### Work instruction:
Scan the records below for the line with "An accessibility tool is trying to find the grass" and the line with "An accessibility tool is trying to find the solid". Repeat those two lines and every line between them exactly, and nothing else.

+++ Input for this task +++

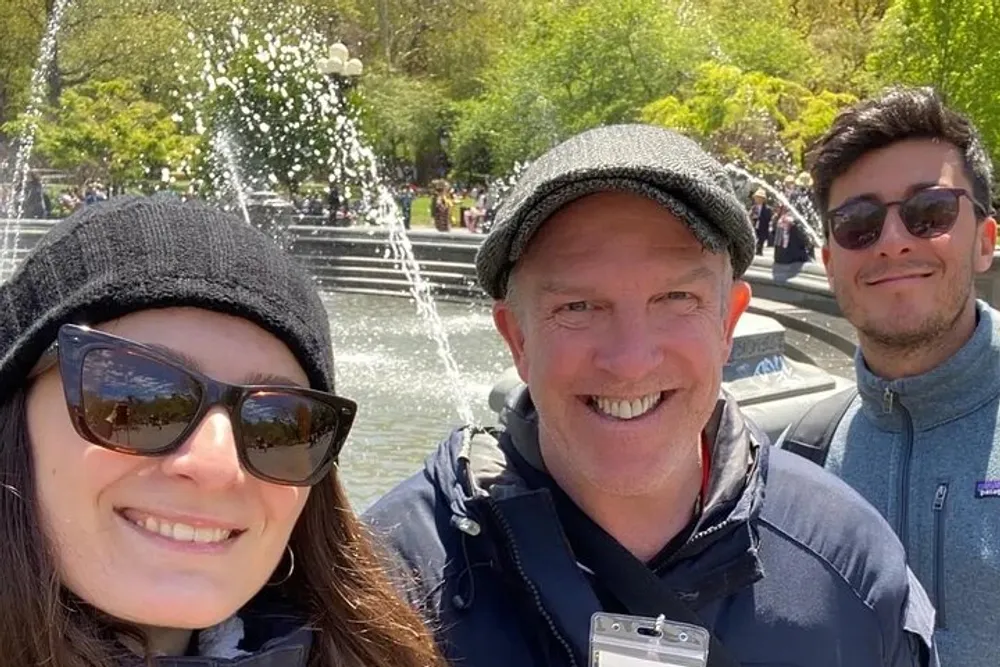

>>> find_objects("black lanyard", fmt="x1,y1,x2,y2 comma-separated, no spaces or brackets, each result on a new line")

+++
+++ Input for this task +++

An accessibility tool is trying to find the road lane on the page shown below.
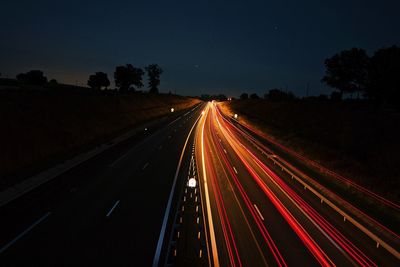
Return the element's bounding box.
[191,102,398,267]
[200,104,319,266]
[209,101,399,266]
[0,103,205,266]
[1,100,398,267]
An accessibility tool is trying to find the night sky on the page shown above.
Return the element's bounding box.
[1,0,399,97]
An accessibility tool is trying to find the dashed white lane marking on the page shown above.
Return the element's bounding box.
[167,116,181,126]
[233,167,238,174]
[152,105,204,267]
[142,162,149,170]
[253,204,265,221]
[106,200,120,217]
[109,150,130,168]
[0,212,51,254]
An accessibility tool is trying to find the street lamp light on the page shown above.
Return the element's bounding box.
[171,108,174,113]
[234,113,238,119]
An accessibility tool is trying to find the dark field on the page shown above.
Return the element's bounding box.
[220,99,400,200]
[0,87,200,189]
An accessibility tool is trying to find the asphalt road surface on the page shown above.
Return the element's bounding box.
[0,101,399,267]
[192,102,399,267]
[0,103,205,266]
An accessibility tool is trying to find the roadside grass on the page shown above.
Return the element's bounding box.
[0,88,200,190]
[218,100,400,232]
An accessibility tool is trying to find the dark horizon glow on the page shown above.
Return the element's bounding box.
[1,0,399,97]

+++
+++ Input for this task +++

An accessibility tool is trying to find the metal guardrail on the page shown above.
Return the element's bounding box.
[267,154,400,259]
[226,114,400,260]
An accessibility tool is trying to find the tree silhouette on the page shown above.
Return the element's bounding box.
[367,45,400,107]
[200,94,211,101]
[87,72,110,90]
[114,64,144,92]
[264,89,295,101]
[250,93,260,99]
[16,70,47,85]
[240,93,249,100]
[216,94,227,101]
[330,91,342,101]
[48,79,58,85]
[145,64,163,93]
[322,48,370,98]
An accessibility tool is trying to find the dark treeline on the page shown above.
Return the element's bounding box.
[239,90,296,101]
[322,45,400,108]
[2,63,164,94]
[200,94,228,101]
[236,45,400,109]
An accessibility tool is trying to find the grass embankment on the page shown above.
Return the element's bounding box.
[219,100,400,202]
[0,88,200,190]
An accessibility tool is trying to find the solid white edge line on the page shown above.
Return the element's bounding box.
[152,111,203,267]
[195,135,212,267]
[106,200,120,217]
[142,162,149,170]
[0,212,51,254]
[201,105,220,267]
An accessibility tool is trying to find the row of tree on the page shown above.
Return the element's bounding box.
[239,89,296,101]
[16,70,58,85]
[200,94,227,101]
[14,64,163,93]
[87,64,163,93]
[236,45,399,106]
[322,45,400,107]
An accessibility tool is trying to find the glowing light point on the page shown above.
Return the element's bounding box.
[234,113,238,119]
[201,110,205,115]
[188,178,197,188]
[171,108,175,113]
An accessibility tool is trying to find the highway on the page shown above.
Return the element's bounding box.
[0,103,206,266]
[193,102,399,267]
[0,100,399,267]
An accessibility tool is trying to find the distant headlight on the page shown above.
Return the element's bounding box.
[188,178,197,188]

+++

### Solution:
An accessibility tool is trying to find the grass embankment on the page shown above.
Return the element's bounding box.
[219,100,400,202]
[0,88,200,190]
An accessibility tool is trying to find the solid white edge line on the page shown above.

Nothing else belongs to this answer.